[Pointing dataset records]
== == ==

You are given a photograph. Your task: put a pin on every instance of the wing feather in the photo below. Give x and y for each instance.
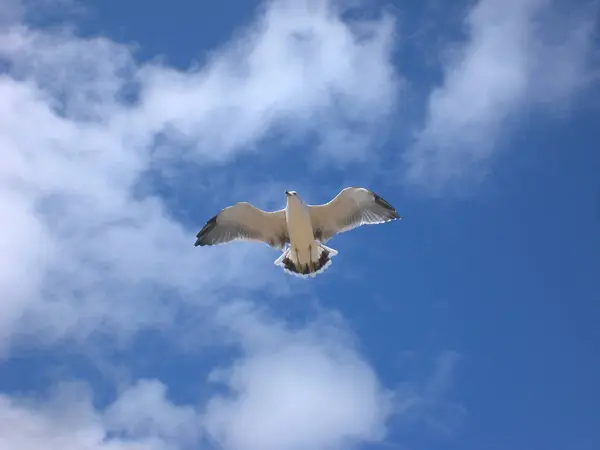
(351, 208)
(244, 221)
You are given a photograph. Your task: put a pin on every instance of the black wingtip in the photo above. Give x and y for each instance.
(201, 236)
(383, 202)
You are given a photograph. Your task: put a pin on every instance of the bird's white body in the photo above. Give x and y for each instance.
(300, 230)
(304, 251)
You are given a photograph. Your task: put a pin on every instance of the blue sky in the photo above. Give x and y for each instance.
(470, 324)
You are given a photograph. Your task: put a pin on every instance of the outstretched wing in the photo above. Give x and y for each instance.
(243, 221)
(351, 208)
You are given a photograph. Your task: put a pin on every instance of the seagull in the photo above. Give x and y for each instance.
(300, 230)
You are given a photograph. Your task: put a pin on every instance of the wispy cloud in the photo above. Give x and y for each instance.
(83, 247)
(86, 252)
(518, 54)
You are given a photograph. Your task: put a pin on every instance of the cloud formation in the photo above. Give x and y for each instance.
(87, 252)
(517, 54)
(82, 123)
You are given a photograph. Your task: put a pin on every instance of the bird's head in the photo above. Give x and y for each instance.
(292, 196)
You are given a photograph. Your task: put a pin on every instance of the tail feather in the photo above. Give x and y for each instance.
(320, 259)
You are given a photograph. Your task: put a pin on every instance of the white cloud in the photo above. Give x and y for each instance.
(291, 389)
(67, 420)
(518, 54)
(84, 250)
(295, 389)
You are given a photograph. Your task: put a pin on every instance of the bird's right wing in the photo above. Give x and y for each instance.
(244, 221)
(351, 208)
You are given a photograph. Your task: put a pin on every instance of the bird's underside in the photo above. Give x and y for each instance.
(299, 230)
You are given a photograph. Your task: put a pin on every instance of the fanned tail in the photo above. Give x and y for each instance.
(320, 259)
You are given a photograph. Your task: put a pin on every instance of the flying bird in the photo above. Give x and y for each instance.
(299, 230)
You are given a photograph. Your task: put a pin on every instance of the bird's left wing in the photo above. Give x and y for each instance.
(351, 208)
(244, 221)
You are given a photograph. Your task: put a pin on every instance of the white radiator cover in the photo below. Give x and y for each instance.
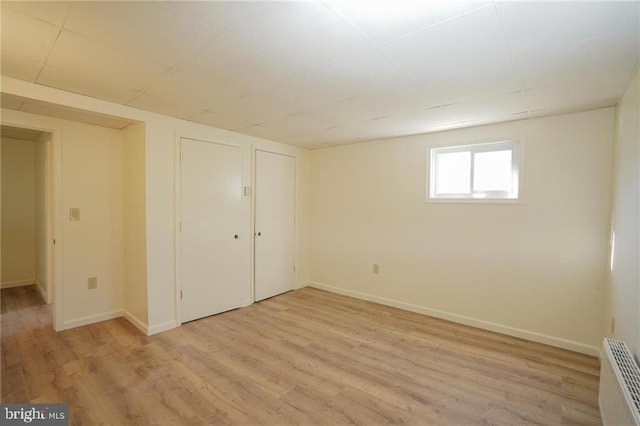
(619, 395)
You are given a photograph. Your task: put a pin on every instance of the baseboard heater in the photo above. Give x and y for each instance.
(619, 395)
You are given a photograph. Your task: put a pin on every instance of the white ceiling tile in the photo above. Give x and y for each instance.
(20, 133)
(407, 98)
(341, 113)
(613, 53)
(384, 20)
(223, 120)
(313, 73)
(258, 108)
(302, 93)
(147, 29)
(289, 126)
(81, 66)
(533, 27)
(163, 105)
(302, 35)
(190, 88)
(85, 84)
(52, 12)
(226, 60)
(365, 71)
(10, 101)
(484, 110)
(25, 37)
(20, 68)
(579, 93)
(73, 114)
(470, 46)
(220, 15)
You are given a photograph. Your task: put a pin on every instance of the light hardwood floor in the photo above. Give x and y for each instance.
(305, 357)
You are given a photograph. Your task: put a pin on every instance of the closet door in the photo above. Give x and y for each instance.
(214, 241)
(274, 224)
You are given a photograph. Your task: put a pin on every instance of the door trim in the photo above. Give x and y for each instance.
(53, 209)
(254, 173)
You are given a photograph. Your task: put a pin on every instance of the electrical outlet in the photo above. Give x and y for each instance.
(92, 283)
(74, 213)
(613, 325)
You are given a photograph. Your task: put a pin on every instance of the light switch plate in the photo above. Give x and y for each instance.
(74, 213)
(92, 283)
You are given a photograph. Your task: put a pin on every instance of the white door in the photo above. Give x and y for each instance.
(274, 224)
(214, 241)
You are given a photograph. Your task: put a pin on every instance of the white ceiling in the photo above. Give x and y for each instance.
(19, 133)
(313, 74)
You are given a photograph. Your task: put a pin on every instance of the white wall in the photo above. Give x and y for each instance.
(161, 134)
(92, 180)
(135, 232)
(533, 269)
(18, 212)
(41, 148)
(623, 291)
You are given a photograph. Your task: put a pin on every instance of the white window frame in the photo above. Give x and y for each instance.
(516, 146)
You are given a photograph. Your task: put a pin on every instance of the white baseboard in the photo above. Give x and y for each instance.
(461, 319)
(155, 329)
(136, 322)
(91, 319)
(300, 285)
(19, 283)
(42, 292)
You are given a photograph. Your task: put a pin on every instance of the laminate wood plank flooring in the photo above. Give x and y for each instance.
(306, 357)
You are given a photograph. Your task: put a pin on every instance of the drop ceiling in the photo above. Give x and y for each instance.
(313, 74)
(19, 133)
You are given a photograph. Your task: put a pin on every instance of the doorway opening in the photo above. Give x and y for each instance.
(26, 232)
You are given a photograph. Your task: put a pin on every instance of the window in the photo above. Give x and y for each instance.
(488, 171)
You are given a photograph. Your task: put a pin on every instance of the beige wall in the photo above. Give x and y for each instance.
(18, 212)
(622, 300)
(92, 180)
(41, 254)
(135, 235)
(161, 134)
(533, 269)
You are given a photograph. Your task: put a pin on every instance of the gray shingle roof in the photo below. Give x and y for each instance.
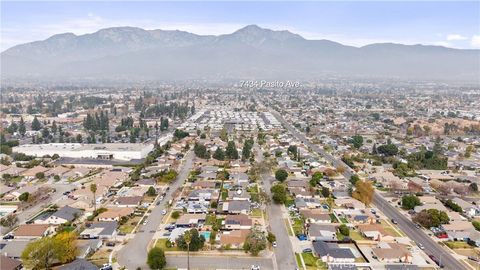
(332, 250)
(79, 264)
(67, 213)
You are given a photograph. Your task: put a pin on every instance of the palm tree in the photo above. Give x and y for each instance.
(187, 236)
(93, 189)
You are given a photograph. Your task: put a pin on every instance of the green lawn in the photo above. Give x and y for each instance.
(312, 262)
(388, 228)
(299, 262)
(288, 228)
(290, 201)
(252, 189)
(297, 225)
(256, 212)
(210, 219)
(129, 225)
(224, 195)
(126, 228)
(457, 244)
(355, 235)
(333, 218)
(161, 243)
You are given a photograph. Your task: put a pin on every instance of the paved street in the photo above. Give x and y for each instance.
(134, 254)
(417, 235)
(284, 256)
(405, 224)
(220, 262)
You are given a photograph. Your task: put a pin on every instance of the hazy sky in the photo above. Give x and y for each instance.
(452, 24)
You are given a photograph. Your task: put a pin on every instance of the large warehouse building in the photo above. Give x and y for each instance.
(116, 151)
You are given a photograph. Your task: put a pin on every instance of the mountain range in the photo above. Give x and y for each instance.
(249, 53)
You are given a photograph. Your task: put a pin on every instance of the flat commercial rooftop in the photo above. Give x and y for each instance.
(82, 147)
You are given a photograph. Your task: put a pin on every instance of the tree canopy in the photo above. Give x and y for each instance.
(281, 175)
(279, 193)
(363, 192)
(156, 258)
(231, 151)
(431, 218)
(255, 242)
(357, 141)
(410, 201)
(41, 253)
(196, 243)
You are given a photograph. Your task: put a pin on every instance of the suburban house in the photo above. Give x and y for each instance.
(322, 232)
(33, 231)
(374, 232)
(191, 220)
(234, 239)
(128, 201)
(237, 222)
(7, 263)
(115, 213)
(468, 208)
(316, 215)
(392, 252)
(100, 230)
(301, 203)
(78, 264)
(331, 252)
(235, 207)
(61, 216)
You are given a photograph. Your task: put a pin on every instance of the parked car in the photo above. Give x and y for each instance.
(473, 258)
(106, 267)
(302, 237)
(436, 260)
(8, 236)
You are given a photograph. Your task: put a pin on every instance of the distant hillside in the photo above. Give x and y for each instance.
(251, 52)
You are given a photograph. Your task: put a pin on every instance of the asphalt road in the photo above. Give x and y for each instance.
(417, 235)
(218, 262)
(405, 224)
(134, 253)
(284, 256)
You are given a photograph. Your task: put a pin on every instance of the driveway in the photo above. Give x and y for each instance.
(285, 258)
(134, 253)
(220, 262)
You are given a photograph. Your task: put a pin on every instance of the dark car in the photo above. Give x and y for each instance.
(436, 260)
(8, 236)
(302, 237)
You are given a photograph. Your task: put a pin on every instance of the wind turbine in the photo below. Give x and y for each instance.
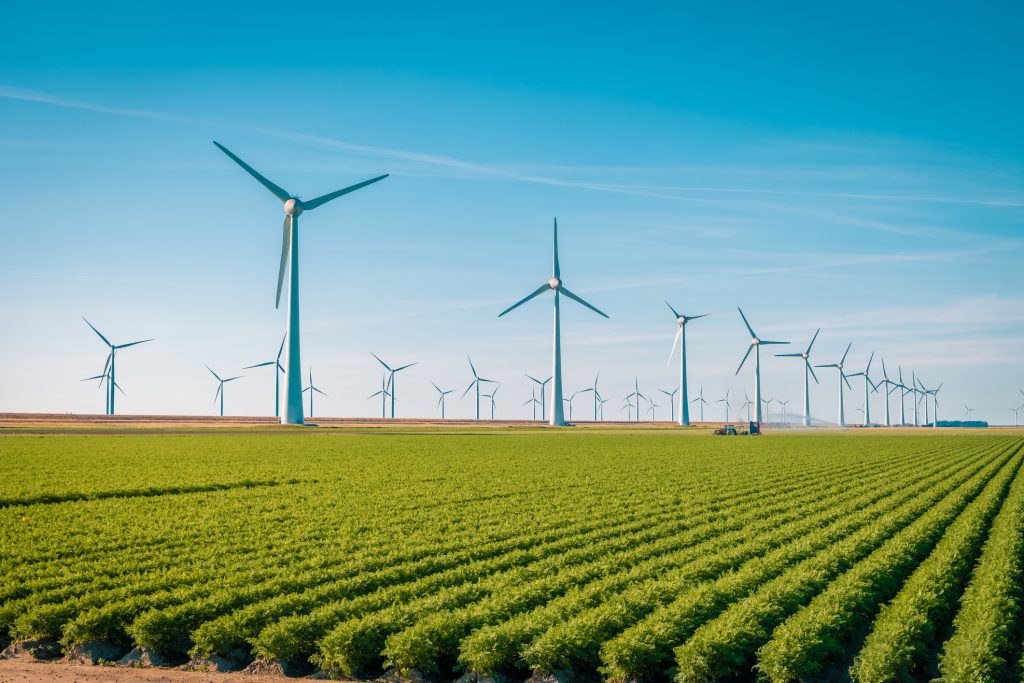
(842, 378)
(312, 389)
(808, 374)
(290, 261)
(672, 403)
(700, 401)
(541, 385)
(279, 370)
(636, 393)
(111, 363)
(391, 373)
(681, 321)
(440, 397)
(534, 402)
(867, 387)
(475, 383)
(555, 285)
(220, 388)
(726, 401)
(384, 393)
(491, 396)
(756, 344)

== == ==

# Do this
Repeat verbatim the range of lines that opens at the line containing "of the large" and closes at the last line of the entries, excluding all pictures.

# Result for this task
You are given a photograph. Your task: put a pin on every instance of the large warehouse building in the photo above. Give x and y for each instance.
(116, 151)
You are given a photograph. Your task: put a pin on every instance of the mountain range in the photo above. Give x and y for each instance.
(249, 53)
You are given a photograph. Your task: put a pin on every instance of the flat commercial rooftop in the photo above. Give x and y for each instance.
(82, 147)
You are given a photograph. Your task: put a pin on every instance of the tree canopy in the photo above. Give x and y for each instance.
(281, 175)
(279, 193)
(363, 192)
(156, 258)
(231, 151)
(431, 218)
(255, 242)
(357, 141)
(410, 201)
(41, 253)
(196, 243)
You are given a photograph. Your task: put a pin on every instance of the suburban house in the photo above. Give x and y for each instance.
(322, 232)
(33, 231)
(374, 232)
(191, 220)
(234, 239)
(128, 201)
(237, 222)
(7, 263)
(115, 213)
(468, 208)
(316, 215)
(392, 252)
(100, 230)
(301, 203)
(78, 264)
(331, 252)
(235, 207)
(61, 216)
You are given a photograph. Your task: put a pin on every instance of the parked car in the photo above. Give x and y for each instance.
(473, 258)
(106, 267)
(302, 237)
(436, 260)
(8, 236)
You are given a photograph. Your task: put a pin on every instance of the distant hillside in the photo above. Give x and y for each instance.
(251, 52)
You are given a photograph. Your task: put a pin on every instance of the asphalt road in the photo above. Give x and y for each instance.
(417, 235)
(218, 262)
(405, 224)
(134, 253)
(284, 256)
You are given a photograph. Your task: put a pin on every instance of the driveway in the photo above. Give x and y for each instance.
(285, 258)
(134, 253)
(220, 262)
You are given a photograph. Your task: put a pin on every instance of the dark car in the photo above. Give x and y for each instance.
(436, 260)
(8, 236)
(302, 237)
You are given a photograph. Your task: put a pin on every instance of the wind turbine in the photo below. Give x and y for each instance.
(842, 378)
(312, 389)
(808, 374)
(290, 261)
(672, 403)
(700, 401)
(541, 385)
(279, 370)
(636, 393)
(111, 363)
(391, 373)
(681, 321)
(440, 397)
(534, 402)
(867, 387)
(475, 383)
(555, 285)
(220, 388)
(726, 401)
(384, 393)
(491, 396)
(756, 344)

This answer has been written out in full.